Segment Open

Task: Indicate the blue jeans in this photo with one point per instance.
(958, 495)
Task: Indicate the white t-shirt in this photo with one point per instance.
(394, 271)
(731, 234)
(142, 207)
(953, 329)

Segment Closed

> [Exercise details]
For each line in the listing, return it exactly as shown.

> [Answer box]
Task: Indicate the blue jeans in this photo with one point per instance.
(958, 495)
Task: Indicate the white t-shirt in this photo with one point per instance.
(394, 271)
(731, 234)
(142, 207)
(953, 329)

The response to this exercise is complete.